- EXERCISE PASSAGE
[Start of Attachment]
Researchers at the University of Glasgow have developed a new implantable bioelectronic device designed to improve the effectiveness of photodynamic therapy (PDT) for bladder cancer treatment. The innovative platform uses wirelessly powered micro-LEDs to deliver light directly to tumours, potentially enabling more precise, less invasive, and more affordable cancer therapies in the future.

The device, created by engineers and cancer scientists led by Professor David Flynn, represents an important step toward next-generation implantable photonic medical technologies. The research has been published in the journal Opto-Electronic Advances.

Photodynamic therapy is a cancer treatment that uses light-sensitive drugs, known as photosensitizers, to selectively destroy cancer cells. While PDT is already widely used for skin cancer treatment, its application in deeper tissues and internal organs remains challenging because human tissue absorbs light, limiting its ability to effectively reach tumours located inside the body.

Current PDT procedures often require invasive surgeries and bulky external light systems to deliver sufficient illumination to treatment areas. The University of Glasgow team aims to overcome these limitations through a flexible implantable platform capable of delivering light directly to the tumour site while operating wirelessly.

The disc-shaped prototype measures 40 mm in diameter and incorporates four micro-LEDs mounted on a flexible substrate made from Parylene C, a biocompatible polymer commonly used in medical implants. The device was fabricated using advanced laser-based manufacturing techniques at the University’s James Watt Nanofabrication Centre.
[End of Attachment]
- PROBLEMS TO SOLVE
1) According to the passage on the bladder cancer implant, what material forms the flexible substrate of the device?
2) Quote the passage on the bladder cancer implant from "Researchers at the" up to and including "journal Opto-Electronic Advances.".

- PROVIDED MATERIAL
[Start of Attachment]
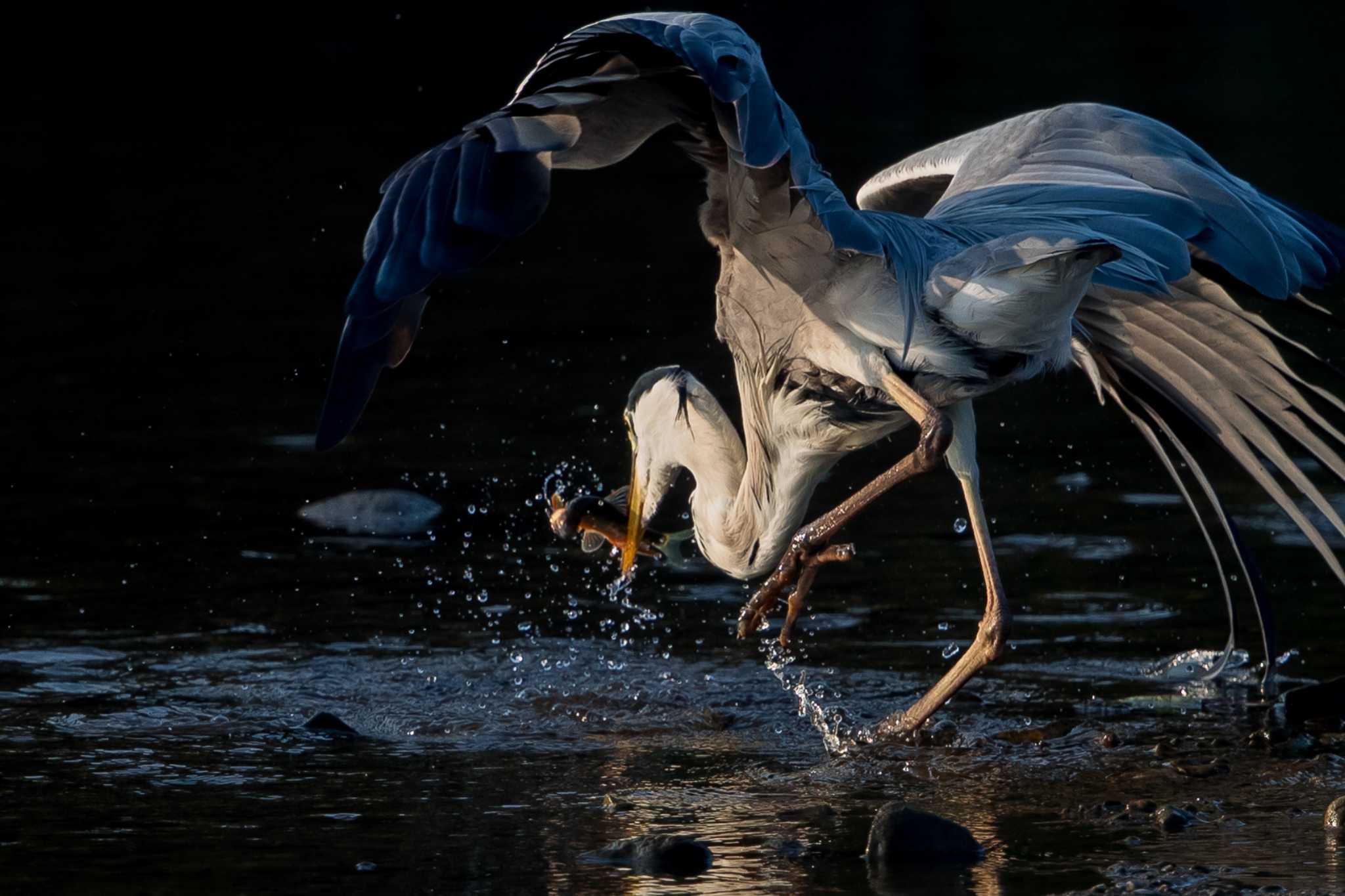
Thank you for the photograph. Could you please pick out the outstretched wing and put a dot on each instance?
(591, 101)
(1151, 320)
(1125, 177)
[End of Attachment]
[Start of Attachment]
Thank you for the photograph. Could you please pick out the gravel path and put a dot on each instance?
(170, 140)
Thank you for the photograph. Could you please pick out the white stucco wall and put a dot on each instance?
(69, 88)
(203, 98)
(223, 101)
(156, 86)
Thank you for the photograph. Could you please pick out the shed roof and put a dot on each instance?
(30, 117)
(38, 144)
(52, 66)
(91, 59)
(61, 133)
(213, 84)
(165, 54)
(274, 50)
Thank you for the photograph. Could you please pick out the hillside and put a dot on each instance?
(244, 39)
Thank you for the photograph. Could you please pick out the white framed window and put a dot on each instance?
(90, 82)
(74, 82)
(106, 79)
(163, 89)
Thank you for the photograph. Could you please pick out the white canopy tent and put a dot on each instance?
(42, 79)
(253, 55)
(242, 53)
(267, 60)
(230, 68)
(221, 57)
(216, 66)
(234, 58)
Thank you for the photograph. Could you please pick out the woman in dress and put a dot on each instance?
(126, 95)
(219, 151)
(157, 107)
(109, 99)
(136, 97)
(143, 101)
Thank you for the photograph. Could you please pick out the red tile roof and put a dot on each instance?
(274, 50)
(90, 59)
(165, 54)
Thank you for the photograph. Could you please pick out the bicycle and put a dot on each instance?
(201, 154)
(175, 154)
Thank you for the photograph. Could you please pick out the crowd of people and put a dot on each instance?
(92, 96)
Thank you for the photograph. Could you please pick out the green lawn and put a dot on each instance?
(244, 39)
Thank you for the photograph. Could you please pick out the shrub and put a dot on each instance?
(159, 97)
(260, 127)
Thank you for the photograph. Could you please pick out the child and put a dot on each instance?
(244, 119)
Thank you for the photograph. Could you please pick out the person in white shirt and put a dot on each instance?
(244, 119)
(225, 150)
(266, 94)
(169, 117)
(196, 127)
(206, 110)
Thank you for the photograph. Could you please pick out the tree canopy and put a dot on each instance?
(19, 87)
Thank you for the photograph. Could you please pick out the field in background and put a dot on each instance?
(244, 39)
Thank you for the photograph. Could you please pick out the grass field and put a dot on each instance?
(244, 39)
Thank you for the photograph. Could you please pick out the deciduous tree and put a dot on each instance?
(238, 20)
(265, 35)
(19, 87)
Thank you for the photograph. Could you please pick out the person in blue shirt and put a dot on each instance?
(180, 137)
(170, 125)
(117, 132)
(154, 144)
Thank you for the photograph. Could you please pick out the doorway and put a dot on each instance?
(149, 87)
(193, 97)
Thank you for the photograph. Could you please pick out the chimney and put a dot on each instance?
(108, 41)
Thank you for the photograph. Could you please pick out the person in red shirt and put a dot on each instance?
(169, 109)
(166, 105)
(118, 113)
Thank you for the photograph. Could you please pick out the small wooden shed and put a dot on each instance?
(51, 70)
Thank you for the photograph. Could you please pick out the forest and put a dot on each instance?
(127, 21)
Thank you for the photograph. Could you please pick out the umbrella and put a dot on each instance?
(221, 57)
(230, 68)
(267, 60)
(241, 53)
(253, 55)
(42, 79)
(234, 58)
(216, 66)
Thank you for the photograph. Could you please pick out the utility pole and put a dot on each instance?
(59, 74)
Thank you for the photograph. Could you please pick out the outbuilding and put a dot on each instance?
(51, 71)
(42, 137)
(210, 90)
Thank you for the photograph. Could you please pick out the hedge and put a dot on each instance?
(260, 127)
[End of Attachment]
[Start of Attachment]
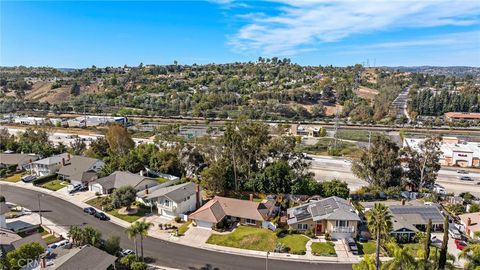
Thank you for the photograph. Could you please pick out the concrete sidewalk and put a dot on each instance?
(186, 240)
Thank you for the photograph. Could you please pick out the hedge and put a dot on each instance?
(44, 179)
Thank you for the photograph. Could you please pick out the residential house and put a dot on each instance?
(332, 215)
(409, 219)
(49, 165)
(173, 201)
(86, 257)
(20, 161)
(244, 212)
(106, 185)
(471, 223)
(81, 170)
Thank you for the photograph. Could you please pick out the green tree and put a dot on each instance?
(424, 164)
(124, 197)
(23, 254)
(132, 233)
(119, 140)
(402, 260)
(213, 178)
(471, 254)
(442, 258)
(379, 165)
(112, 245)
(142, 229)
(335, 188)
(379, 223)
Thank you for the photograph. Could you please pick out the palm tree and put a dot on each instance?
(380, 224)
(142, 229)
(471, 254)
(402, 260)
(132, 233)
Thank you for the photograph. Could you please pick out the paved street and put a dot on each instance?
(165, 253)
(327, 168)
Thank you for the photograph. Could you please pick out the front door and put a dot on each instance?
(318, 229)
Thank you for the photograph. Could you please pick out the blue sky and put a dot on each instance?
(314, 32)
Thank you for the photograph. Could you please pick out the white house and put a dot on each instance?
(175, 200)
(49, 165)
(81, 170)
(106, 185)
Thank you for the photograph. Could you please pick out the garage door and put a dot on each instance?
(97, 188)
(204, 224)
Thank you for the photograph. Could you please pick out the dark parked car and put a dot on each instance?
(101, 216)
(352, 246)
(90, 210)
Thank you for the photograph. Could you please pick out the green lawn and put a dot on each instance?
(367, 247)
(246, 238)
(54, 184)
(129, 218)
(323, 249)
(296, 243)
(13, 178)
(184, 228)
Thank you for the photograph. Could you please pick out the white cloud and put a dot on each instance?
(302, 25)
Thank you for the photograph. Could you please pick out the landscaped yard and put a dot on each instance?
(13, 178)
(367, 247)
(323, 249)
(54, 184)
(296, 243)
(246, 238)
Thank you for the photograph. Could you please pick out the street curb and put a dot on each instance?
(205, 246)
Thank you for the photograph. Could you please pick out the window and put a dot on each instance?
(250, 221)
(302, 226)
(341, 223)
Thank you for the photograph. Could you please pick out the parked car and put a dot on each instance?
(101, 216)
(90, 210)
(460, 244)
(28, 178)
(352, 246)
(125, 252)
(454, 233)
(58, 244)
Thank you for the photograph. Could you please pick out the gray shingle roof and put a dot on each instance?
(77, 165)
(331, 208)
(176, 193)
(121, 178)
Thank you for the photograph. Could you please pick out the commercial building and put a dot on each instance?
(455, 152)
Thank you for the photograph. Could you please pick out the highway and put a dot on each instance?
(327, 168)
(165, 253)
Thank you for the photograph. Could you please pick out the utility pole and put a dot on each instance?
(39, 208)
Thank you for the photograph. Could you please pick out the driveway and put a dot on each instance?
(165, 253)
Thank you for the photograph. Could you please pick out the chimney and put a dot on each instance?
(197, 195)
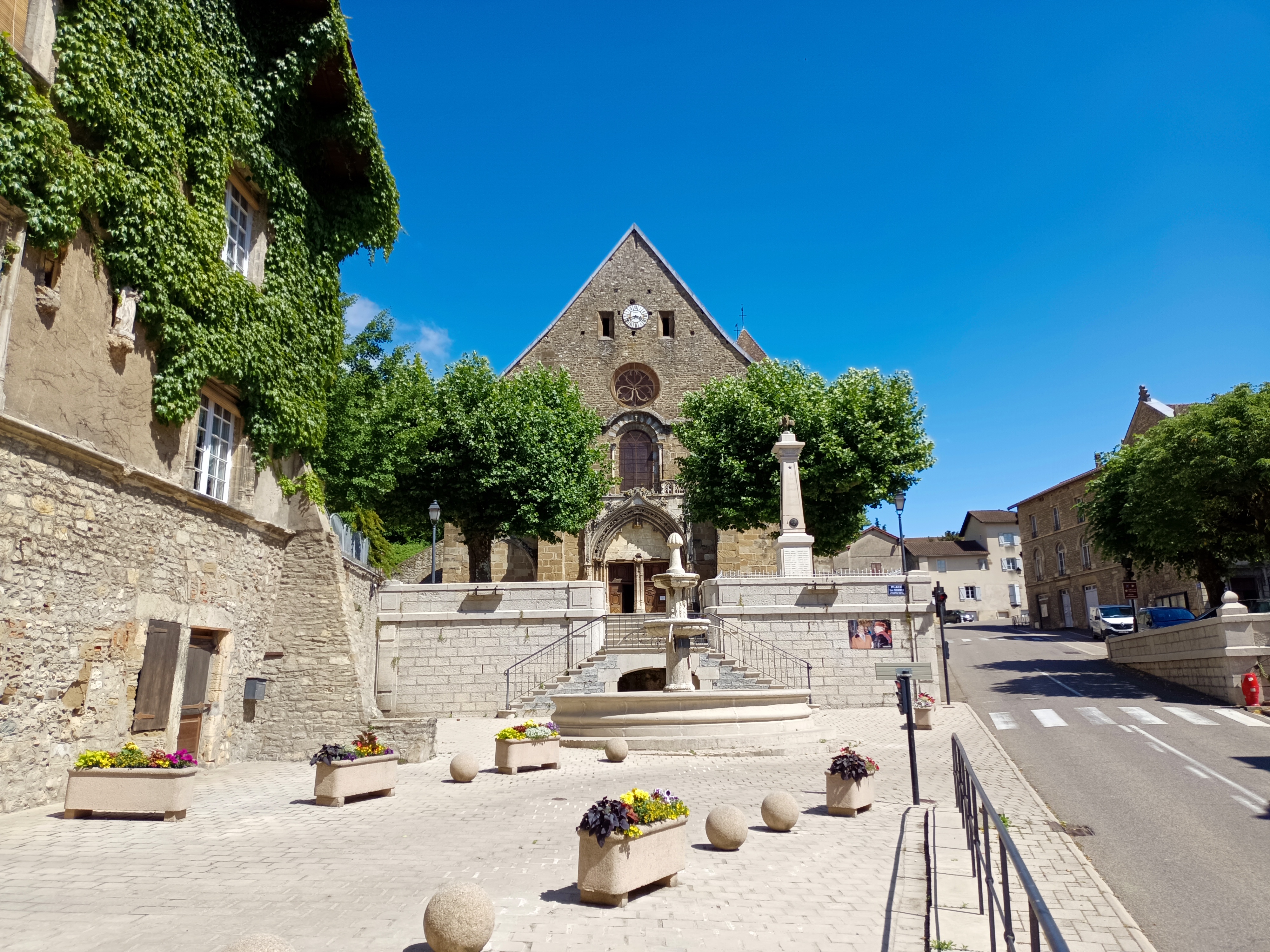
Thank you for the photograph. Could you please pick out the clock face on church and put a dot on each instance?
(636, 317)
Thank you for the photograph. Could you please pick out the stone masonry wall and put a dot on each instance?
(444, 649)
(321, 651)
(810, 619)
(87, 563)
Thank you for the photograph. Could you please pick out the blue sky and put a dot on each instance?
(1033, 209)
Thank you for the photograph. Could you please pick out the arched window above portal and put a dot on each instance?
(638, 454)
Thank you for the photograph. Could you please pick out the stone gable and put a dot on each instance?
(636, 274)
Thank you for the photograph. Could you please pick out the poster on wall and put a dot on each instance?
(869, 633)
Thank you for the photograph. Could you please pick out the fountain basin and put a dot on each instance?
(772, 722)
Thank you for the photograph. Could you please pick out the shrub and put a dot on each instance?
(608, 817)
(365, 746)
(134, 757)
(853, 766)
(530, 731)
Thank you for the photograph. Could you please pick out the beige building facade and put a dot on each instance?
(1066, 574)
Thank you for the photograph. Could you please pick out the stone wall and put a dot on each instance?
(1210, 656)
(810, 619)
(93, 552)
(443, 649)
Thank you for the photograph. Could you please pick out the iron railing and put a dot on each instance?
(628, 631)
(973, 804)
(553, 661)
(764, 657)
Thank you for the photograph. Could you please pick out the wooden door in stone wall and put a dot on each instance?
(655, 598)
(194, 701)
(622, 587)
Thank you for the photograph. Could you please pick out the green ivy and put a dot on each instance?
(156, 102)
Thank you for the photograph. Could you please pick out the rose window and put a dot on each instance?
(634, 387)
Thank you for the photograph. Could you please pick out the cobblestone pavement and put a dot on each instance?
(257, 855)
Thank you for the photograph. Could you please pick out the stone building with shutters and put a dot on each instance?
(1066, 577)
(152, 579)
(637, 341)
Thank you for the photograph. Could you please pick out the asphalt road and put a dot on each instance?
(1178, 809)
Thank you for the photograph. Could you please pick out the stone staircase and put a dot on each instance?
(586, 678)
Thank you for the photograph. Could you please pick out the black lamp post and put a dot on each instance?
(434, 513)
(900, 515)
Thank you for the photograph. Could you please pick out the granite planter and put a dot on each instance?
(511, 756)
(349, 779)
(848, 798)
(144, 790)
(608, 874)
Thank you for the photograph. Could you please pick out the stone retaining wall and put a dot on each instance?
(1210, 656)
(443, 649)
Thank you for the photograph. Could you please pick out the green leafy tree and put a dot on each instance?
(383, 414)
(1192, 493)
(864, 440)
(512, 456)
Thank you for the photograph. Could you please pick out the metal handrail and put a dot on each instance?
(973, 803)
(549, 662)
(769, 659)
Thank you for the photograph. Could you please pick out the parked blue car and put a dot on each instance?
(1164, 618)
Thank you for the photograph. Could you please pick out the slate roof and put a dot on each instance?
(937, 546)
[End of Attachment]
- SOLUTIONS
1) Parylene C, a biocompatible polymer.

2)
Researchers at the University of Glasgow have developed a new implantable bioelectronic device designed to improve the effectiveness of photodynamic therapy (PDT) for bladder cancer treatment. The innovative platform uses wirelessly powered micro-LEDs to deliver light directly to tumours, potentially enabling more precise, less invasive, and more affordable cancer therapies in the future.

The device, created by engineers and cancer scientists led by Professor David Flynn, represents an important step toward next-generation implantable photonic medical technologies. The research has been published in the journal Opto-Electronic Advances.